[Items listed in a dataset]
========================================

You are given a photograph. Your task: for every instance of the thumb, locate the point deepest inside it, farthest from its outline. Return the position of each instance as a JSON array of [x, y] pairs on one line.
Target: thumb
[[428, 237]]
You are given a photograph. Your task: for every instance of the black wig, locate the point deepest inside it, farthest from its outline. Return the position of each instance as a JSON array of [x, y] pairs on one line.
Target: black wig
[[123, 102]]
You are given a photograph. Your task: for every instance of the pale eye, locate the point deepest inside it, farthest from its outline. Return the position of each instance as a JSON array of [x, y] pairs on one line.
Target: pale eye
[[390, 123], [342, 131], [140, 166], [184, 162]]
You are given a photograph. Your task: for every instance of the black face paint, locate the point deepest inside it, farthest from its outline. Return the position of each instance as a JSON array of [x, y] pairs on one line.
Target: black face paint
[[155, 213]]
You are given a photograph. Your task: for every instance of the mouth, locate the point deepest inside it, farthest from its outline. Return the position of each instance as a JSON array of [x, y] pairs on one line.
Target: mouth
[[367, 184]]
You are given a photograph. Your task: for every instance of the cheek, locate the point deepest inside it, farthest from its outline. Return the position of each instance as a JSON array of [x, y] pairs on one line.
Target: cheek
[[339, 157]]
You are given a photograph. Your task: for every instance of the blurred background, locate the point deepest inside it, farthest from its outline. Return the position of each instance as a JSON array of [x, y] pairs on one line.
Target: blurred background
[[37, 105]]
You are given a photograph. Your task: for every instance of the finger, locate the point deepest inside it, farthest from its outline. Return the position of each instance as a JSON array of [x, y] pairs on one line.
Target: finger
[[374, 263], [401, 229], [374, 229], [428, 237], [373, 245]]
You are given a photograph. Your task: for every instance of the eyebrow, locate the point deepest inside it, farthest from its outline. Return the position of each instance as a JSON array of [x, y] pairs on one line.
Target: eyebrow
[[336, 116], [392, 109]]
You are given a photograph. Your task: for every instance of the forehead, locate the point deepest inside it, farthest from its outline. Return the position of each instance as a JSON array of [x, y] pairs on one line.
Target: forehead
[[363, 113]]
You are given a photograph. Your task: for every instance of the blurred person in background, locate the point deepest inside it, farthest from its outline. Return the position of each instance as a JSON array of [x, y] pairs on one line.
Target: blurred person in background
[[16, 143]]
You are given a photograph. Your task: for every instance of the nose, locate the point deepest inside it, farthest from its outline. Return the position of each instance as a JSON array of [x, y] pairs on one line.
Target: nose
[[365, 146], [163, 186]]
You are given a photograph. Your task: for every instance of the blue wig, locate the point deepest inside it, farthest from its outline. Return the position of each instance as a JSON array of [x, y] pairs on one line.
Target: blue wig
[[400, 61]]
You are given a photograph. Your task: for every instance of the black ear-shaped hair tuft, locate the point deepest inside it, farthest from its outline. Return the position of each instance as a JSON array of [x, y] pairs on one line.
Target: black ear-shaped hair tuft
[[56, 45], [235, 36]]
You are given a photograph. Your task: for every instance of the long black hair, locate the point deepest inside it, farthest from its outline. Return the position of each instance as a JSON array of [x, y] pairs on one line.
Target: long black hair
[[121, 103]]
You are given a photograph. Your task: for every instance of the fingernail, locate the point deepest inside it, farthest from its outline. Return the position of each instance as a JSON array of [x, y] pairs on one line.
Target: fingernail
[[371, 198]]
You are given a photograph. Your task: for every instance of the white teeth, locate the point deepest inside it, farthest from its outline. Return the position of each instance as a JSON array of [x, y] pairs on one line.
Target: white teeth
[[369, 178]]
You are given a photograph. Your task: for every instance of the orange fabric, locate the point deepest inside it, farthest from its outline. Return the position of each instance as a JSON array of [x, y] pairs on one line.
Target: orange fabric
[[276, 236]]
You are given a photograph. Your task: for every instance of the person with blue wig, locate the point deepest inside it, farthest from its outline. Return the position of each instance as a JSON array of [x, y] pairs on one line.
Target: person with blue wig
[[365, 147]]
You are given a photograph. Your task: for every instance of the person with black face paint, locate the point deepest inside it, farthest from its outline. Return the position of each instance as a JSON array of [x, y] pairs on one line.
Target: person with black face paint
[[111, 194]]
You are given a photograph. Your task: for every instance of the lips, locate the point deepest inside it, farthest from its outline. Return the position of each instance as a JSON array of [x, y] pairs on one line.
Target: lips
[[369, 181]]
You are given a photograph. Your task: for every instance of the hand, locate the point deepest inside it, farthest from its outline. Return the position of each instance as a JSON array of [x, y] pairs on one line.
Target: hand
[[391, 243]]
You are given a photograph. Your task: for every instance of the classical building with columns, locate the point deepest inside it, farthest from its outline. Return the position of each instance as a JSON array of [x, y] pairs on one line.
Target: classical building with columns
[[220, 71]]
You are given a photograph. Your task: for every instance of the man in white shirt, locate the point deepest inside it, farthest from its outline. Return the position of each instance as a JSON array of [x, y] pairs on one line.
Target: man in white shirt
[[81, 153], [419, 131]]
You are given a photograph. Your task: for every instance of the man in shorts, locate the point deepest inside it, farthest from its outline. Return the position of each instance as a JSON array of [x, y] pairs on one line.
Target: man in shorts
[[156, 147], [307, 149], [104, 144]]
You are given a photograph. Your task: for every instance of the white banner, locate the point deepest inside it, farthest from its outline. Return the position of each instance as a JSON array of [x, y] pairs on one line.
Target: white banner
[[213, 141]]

========================================

_TASK TO CARRY OUT_
Each line above must be printed exactly as it appears.

_WRITTEN SOLUTION_
You are given a photograph. Your task: for every instance of the thumb, locate the point deepest inside it, farthest from its outline. Return the position of each instance as a JSON array of [x, y] pairs on one line.
Target: thumb
[[428, 237]]
You are given a photograph. Your task: for every instance of the black wig, locate the point deepest inside it, farthest from its outline. Return the position of each instance as a JSON array of [x, y] pairs on one line.
Target: black wig
[[123, 102]]
You are given a photograph. Your task: for every instance of the pale eye, locate the point deepest inside it, farthest from its outline. Return the position of each instance as a JSON array of [x, y] pairs on one line.
Target: pale eye
[[390, 123], [342, 131], [140, 166], [184, 162]]
You are given a photograph. Your task: for every instance of the black face paint, locate the point deepest inside it, farthest from its outline. Return the position of each instance as a JSON array of [x, y] pairs on one line.
Target: black face paint
[[155, 213]]
You are given a photograph. Your task: for every instance of the mouth, locate the point deepest inside it, farthest from its outline. Return the position of each instance as a JSON array of [x, y] pairs on one line.
Target: mouth
[[367, 184]]
You are given a photograph. Your task: for every instance of the cheek, locate the point deepest inside it, farthest from its outline. Return the position of each instance as a JSON array of [x, y] pairs on one line.
Target: cheek
[[339, 157]]
You are given a photograph. Your task: for every instance of the blurred background, locate the point deepest inside it, farthest from its outline. Return the position of each instance as a JSON array of [x, y] pairs on one line.
Target: blurred background
[[37, 105]]
You are given a photograph. Your task: for every instance of the finger, locate the point deepest inside it, farthest from its outline. Return the position of each instance as a JSON array of [x, y] pairs on one line.
Target: finger
[[374, 263], [401, 229], [374, 229], [428, 237], [373, 245]]
You are given a photograph. Your task: for every instance of the eyebrow, locate the point deepest inside it, farthest from its outline. Return the position of each instance as a JSON array of [x, y] pairs on one line.
Target: eyebrow
[[336, 116], [392, 109]]
You are given a photograph. Your task: for every instance of the forehead, locate the point deepest inside it, farthest from its outline. Return the position of each instance as a JSON array of [x, y] pairs on one line.
Target: forehead
[[363, 113]]
You are given a photograph. Your task: for every instance of the blurred person in background, locate the point deepest inside it, farthest from its outline. Return the position of each instance as a JSON array of [x, y] pairs on one line.
Target: blurred person in background
[[16, 143]]
You are given a photograph. Your task: for every instance of the nose, locate the point deepest inside it, farthest from its outline. Return the position of each instance as a JSON array of [x, y] pairs on one line.
Target: nose
[[365, 146], [163, 186]]
You are given a photograph. Your task: for every instance of the blue wig, locate the point deepest inside it, farthest from its outline. Return the position of each instance as a JSON array of [x, y] pairs on one line.
Target: blue wig
[[400, 61]]
You are given a photograph. Your task: for every instance of the black ear-shaped hair tuft, locate the point deepest inside it, farthest from its outline. Return the position of each instance as a JSON array of [x, y] pairs on one line.
Target: black ear-shaped hair tuft
[[56, 45], [235, 36]]
You are given a photograph. Your task: for every instance of the long black hair, locate the point deepest inside it, farthest from its outline. Return the position of each instance as a JSON array of [x, y] pairs on one line.
Target: long black hair
[[121, 103]]
You are given a photograph. Your task: for every instance of the fingernail, locate the point deepest inside it, farthest from its outline. Return the position of each instance as a JSON array of [x, y] pairs on one line.
Target: fingernail
[[371, 198]]
You are given a photograph. Your task: for every instance of the white teeth, locate the point deepest inside it, farthest from its outline. Return the position of each instance as a JSON array of [x, y] pairs on one line.
Target: white teeth
[[369, 178]]
You are given a photograph. Your task: for every instance of the orange fabric, locate the point deepest inside it, farthest from its outline. Return the position of each instance as a JSON array of [x, y] pairs on one line.
Target: orange fabric
[[276, 236]]
You are given a photograph. Your task: for every instance of the person with blue wig, locate the point deepest inside it, farthest from its outline. Return the position of each instance as a JSON array of [x, y] pairs on one line.
Target: person with blue wig
[[365, 147]]
You are given a photograph. Your task: for every instance of the person with black face paint, locate the point deepest inside it, farthest from its outline. Return the position of each instance as a JSON array of [x, y] pairs on one line.
Target: person with black face paint
[[111, 194]]
You are given a photograph. Your task: for every instance of the lips, locate the point deepest inside it, farthest from its outline. Return the position of each instance as a JSON array of [x, y] pairs on one line.
Target: lips
[[369, 181]]
You are given a photograph. Your task: for every instance of the hand, locate the point deepest inside it, farthest from its outline. Return the position of each instance as a JSON array of [x, y] pairs on one line.
Target: hand
[[391, 243]]
You are given a photograph. Your task: for every instance of the classical building with columns, locate the point deepest inside it, farthest from its outline. Return the position of each instance as a JSON array of [x, y] pairs on one line.
Target: classical building with columns
[[220, 71]]
You are given a photograph. Your task: for every instance of the man in white shirt, locate the point deepest inside it, farthest from its outline. Return the position of each instance as a JSON array of [x, y] pairs on one line.
Target: man in white shirt
[[81, 153], [419, 131]]
You are given a photograph. Your task: for every instance of the man in shorts, locate the point deepest inside it, farthest from its outline. Return the position of each instance as a JSON array of [x, y] pairs on one line.
Target: man in shorts
[[156, 147], [307, 149], [104, 144]]
You are given a photograph. Your task: for every instance of the white banner, locate the point deepest inside it, farthest from its outline. Return the position of each instance as a JSON array of [x, y] pairs on one line.
Target: white banner
[[213, 141]]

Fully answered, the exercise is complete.